__Directive__:
Change "gold earring" to "brass earring" in the data, starting at the line that contains "For full credit, report the precise bounding box of the gold" and ending after the line that contains "615,417,637,451". Give those lines again with all else unchanged.

Some records:
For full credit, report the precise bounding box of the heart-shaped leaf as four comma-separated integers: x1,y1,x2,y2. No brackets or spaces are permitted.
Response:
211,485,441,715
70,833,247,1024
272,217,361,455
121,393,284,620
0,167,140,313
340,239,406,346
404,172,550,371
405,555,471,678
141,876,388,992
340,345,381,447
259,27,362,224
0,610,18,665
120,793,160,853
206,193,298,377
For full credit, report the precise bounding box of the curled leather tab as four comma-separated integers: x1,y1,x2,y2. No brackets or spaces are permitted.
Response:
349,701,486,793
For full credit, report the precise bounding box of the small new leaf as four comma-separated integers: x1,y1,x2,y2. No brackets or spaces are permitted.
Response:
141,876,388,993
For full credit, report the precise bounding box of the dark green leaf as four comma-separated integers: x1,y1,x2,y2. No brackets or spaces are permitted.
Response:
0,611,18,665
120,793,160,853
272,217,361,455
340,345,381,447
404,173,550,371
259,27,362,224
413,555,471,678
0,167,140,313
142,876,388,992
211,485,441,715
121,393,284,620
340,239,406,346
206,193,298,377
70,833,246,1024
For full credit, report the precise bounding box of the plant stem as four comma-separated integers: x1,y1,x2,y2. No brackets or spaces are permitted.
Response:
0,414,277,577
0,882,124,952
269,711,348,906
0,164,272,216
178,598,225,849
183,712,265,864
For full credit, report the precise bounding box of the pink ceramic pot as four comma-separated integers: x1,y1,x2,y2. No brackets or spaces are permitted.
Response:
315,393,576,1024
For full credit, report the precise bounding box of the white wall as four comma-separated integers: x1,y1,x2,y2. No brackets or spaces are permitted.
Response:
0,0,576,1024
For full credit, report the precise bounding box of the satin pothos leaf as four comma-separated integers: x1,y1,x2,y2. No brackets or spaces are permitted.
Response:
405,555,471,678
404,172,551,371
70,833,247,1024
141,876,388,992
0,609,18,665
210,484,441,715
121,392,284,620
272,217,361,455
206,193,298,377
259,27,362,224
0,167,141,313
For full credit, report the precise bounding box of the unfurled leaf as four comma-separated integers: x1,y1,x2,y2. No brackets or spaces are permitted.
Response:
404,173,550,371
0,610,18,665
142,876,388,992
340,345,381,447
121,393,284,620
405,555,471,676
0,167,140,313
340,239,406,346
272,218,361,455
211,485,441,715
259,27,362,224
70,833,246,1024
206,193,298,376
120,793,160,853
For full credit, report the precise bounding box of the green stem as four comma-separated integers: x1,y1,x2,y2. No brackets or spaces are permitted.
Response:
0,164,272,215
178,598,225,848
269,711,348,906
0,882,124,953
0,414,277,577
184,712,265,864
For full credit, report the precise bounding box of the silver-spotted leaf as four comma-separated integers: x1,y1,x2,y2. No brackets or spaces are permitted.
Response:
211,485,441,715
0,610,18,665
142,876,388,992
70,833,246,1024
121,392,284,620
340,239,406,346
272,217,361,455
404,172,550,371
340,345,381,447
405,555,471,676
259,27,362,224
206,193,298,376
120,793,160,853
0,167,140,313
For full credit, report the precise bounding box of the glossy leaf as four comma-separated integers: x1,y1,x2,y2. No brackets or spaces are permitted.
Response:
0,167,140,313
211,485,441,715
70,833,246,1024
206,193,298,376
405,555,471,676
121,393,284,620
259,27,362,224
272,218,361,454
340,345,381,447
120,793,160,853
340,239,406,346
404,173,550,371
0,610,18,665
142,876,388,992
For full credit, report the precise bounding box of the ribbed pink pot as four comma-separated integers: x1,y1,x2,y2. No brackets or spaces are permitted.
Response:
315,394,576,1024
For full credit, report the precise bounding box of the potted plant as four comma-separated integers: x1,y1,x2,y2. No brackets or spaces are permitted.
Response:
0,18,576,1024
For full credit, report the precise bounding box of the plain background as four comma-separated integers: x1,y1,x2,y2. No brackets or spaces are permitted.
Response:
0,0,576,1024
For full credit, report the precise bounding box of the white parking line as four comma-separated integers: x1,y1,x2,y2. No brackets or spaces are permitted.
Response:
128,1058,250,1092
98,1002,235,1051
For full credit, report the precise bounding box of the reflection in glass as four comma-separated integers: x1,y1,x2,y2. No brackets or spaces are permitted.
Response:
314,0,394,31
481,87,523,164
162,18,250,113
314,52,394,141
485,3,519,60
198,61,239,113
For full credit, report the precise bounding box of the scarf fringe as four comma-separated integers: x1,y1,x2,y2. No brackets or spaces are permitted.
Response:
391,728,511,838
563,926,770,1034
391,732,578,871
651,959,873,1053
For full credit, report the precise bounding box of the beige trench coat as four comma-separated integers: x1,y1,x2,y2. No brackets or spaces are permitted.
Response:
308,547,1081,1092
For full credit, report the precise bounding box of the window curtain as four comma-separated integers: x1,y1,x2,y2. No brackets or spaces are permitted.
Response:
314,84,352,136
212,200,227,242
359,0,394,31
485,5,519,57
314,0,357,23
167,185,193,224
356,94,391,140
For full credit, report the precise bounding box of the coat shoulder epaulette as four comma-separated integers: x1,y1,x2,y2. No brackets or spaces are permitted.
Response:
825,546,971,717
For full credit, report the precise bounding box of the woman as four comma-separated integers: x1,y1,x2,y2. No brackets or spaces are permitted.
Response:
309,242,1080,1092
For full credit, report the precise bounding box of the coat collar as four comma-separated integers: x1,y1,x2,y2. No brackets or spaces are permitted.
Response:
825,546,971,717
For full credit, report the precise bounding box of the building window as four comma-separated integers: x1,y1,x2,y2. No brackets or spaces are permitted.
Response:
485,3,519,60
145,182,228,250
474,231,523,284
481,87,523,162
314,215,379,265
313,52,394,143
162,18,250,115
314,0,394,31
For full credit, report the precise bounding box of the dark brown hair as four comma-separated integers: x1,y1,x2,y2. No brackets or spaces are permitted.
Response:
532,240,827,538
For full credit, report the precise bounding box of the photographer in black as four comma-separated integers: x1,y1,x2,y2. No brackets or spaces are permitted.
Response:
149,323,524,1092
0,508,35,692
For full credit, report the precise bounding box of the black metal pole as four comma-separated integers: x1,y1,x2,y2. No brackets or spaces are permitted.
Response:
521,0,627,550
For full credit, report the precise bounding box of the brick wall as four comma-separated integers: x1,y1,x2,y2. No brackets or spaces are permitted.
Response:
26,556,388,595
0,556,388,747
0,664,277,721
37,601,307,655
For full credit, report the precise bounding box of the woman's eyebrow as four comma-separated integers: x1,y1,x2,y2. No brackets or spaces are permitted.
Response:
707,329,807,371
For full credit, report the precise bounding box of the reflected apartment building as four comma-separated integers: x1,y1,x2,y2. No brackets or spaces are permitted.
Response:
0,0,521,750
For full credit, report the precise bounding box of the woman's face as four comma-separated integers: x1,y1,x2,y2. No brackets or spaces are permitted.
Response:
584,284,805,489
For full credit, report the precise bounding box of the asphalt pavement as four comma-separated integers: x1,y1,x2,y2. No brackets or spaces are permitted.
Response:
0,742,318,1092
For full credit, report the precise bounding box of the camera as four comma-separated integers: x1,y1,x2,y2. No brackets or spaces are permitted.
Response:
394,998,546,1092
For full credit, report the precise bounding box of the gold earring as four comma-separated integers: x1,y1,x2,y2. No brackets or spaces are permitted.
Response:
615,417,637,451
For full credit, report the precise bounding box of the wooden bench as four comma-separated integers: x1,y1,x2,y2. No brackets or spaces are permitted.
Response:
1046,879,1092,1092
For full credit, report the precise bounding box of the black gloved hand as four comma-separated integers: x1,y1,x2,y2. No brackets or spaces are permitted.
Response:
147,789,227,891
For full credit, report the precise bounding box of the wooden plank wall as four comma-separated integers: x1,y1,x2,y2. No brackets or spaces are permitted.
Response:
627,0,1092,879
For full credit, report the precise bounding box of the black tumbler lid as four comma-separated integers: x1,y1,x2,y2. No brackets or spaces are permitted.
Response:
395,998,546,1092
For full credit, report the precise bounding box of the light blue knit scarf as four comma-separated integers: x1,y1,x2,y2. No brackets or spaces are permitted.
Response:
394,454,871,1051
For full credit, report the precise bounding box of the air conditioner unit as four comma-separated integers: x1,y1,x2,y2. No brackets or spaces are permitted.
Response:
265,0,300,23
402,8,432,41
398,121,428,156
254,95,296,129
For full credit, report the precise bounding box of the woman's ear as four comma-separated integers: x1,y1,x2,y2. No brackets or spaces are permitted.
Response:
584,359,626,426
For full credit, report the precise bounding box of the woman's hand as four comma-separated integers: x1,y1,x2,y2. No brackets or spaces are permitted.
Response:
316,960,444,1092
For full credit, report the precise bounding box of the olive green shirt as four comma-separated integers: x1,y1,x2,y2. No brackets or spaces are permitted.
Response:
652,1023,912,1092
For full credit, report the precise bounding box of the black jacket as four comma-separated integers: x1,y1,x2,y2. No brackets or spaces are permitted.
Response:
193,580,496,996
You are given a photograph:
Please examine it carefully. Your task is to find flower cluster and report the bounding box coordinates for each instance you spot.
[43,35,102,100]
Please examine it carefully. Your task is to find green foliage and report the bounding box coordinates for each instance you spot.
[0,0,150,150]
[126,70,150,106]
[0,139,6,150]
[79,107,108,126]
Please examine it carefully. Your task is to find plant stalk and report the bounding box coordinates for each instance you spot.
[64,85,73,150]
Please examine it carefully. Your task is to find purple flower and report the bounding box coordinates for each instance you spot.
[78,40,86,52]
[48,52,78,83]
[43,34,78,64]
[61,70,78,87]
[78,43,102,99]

__Solution below__:
For full credit, report the precise bounding box of the brass earring as four comma-separated integers: x1,y1,x2,y2. No brackets or spaces are permitted.
Response:
615,417,637,451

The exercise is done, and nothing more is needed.